Start of Block

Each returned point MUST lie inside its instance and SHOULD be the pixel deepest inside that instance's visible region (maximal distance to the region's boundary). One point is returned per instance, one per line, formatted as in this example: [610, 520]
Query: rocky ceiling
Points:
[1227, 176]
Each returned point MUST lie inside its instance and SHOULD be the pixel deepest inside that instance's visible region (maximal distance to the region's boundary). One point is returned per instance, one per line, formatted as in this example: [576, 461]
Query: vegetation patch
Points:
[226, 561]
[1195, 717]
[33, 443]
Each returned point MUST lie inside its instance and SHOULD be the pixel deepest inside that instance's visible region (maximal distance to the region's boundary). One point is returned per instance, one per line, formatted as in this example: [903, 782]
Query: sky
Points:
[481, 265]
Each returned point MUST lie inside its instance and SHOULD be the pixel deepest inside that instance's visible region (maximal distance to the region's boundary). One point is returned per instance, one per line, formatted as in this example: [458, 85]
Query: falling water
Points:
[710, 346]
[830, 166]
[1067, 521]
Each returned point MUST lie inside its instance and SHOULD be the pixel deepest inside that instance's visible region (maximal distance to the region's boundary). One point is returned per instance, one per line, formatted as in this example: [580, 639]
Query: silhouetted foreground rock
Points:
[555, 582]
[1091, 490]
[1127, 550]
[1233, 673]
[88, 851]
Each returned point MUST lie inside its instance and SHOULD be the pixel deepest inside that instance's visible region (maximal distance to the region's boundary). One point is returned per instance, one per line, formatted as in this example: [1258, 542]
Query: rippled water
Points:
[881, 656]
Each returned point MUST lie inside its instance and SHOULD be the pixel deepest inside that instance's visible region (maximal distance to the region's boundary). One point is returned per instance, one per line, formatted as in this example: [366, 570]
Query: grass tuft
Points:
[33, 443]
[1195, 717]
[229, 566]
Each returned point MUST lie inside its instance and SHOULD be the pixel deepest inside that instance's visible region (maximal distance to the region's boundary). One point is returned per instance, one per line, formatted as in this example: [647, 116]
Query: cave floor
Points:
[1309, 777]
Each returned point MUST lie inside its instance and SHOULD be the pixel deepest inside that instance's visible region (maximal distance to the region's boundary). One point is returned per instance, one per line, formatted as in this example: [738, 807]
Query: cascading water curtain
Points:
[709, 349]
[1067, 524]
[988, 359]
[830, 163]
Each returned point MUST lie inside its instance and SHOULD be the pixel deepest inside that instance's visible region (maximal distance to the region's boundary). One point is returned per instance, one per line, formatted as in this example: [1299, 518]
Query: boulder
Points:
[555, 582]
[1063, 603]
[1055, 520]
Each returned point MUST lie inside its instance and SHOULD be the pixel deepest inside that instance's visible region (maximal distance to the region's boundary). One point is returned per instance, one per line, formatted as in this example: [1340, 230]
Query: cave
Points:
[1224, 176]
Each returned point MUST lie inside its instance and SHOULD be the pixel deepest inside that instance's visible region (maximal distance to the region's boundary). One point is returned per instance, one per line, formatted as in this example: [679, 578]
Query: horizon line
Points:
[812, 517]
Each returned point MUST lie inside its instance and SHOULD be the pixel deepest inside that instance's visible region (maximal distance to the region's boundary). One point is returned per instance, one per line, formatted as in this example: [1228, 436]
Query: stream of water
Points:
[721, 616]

End of Block

INSTRUCTIONS TO FOLLOW -
Provide an exact reproduction of all the entries shown above.

ANSWER FOR THIS EXERCISE -
Each returned point MUST lie inside its instance and SHOULD be the pixel deepest inside that instance's visible region (maximal distance to the region's boundary). One point is returned per instance, one per line, formatted as in this example: [610, 520]
Query: rocky ceiling
Points:
[1227, 176]
Each returned point MUST lie inside its instance and SHOULD be the pixel deepest inside that instance's visible region (maximal distance to the region's boundary). One point is returned per instance, one per line, formatted as in this example: [576, 461]
Query: vegetation patch
Points:
[226, 561]
[1195, 717]
[33, 443]
Each returned point MUST lie inside its instance and SHOULD be the pixel deepest inside that instance's visible region (maximal distance to the region's boundary). One point is returned per instance, one per line, formatted as in this example: [903, 782]
Query: sky
Points:
[481, 265]
Each returned point MUST lie inside its instance and SHOULD be the pixel deepest inside that instance's visible region (maximal distance to the region's boundary). One point is returned per instance, one per line, formatted as in this example: [458, 85]
Query: falling water
Points:
[710, 346]
[830, 166]
[1067, 521]
Each returned point MUST lie inside its instance and SHOULD be the pixel deepest inside that instance's visible region (maximal distance to the region's boundary). One point is returned per instance, one per line, formatted as in this example: [580, 639]
Query: silhouetted foreground rock
Points:
[555, 582]
[1091, 490]
[1127, 550]
[1233, 673]
[88, 851]
Each returned point MUST lie inside its instance and SHOULD be the pixel deepest inside that instance's visible region (maximal distance to the region's boundary). One point is returned per instance, one per line, formatted as in this example: [1258, 542]
Query: rippled water
Points:
[881, 656]
Each returned point MUST lie inside its instance and SHOULD be the pixel deepest inside that instance's visible region (maximal distance to the region's boundary). One point is returned per instance, one per line, formatted as in this example: [366, 570]
Query: grass tuft
Points:
[33, 443]
[1195, 717]
[229, 566]
Each returned point MUST lie inside its instance and SHOULD be the pixel deepest inside that instance's visible region (maximal distance to the region's boundary). One point is returned per instance, one per line, formatted as in this example: [647, 116]
Query: cave floor
Points:
[1309, 777]
Each returned point MUST lie inside its instance and SHOULD be the pixel deepest inside that instance's visible region (maximal distance to the region's boundary). One point is returned per instance, one per line, formatted as in this example: [738, 807]
Query: cascading water curtain
Points:
[709, 349]
[1067, 524]
[988, 359]
[830, 163]
Each returned point MUST lie inside its instance and SHOULD be the pixel deepest inside that instance's visible region (maximal distance to the region's boundary). One point is returned per instance, one per line, formatted as in this example: [1299, 518]
Query: boulder
Points:
[555, 582]
[1063, 603]
[1055, 520]
Each returned point MUST lie inside its instance and SHOULD be the pixel deepest inside that instance's visible region (maximal distance to the region's boundary). One point is returned per instance, one per line, formatted as in this example: [1340, 230]
Query: cave
Points:
[1224, 176]
Each returned point MUST lie inside its instance and SHOULD be the pixel deepest inside that instance's visible region (maximal distance to the region's boundary). One point is returned per instance, one per line, formatted as in this example: [679, 578]
Query: horizon line
Points:
[812, 517]
Each returned point MUST lie inside its instance and SHOULD be the pixel deepest inside that instance's visible region (maximal distance to the region's boundary). One point is returned per instance, one per line, formatted as in this example: [1228, 436]
Query: stream of water
Points:
[721, 616]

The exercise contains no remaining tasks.